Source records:
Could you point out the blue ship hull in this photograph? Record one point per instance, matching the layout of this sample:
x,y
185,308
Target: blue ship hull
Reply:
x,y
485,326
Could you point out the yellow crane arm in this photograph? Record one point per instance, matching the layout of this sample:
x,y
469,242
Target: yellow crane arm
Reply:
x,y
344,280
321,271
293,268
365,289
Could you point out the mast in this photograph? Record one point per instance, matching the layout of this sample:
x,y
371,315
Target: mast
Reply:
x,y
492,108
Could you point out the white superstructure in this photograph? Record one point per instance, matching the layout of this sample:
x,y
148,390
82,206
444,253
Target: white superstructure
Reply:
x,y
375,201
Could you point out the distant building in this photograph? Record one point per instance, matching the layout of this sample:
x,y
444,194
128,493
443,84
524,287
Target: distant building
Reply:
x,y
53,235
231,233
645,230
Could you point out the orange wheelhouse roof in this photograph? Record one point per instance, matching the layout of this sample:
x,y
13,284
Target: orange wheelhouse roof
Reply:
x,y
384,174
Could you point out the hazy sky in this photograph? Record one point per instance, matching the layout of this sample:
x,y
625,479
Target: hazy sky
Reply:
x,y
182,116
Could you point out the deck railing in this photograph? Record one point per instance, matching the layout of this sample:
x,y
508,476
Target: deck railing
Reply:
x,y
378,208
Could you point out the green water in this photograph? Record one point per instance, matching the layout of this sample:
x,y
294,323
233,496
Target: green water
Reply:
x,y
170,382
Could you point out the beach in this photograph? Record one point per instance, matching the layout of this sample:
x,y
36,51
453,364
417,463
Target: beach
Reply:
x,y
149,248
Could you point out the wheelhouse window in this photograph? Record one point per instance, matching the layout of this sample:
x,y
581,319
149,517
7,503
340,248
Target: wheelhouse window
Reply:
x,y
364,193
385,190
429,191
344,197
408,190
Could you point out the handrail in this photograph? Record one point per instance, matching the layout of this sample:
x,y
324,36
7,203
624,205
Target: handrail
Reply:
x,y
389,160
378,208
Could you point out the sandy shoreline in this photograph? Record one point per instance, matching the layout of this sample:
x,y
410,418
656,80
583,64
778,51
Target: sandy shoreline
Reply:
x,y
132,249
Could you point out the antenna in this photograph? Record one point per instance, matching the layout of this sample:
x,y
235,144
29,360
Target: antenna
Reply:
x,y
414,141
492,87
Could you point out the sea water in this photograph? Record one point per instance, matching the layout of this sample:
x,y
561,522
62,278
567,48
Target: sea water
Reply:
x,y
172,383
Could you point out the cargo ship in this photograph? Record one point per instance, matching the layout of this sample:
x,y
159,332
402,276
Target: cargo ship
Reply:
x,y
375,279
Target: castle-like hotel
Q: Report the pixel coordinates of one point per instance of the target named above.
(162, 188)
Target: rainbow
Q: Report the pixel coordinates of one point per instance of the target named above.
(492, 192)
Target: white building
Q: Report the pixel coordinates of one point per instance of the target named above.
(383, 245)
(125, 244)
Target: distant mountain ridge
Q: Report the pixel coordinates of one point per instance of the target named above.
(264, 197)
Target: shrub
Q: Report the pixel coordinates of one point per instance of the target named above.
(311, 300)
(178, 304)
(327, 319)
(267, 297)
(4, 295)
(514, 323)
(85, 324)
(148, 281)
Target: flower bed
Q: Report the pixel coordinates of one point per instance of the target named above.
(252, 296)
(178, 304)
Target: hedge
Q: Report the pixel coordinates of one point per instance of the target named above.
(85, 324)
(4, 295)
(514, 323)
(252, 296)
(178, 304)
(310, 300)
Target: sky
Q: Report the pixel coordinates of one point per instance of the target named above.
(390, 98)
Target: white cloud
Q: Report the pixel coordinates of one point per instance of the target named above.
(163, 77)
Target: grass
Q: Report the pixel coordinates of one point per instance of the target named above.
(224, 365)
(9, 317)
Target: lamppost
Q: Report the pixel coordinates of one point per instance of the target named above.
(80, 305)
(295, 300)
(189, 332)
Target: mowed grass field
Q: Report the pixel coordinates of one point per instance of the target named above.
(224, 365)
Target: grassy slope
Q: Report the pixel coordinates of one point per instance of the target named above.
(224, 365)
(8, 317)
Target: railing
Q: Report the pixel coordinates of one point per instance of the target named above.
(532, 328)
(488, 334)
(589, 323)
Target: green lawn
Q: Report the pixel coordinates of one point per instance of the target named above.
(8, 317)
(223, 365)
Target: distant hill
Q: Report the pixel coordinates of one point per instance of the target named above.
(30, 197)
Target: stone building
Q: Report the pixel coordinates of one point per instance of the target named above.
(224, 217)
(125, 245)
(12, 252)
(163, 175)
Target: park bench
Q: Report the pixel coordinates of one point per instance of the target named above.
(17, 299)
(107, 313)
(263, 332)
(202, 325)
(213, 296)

§ YOUR OBJECTIVE
All lines above in which the word "white" occurs should be identified and copied.

§ EXERCISE RESULT
Could you point out the white superstructure in this photograph? Record one point per instance, matching the layout of this sample:
Target: white superstructure
Target: white building
Target: white cloud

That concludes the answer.